Please copy the material below word for word, leaving out the pictures.
** START DATA LISTING **
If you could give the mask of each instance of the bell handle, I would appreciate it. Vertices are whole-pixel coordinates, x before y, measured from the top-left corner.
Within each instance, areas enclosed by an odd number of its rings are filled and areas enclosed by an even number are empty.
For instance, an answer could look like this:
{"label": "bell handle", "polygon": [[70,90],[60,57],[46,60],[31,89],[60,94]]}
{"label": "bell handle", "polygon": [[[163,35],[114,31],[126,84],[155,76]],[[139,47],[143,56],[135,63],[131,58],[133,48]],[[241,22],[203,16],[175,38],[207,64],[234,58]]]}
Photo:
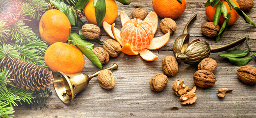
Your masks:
** END DATA LISTING **
◆ EXERCISE ANSWER:
If you could give the mask of each instance of the bell handle, I would appreciate it. Vertices are whole-pixel coordinates, x before y, measured from the top-left corner.
Within each instance, areas enclosed by an odd number of its rings are filled and areas enclosed by an even number are empty.
For instance, an answer could look like this:
{"label": "bell handle", "polygon": [[70,90],[60,57],[46,60],[31,89],[60,94]]}
{"label": "bell handle", "polygon": [[[163,35],[114,31],[126,84],[155,76]],[[139,47],[143,56],[135,63],[131,58],[133,48]],[[241,22],[203,16],[175,38],[207,64],[234,58]]]}
Photo:
Your masks:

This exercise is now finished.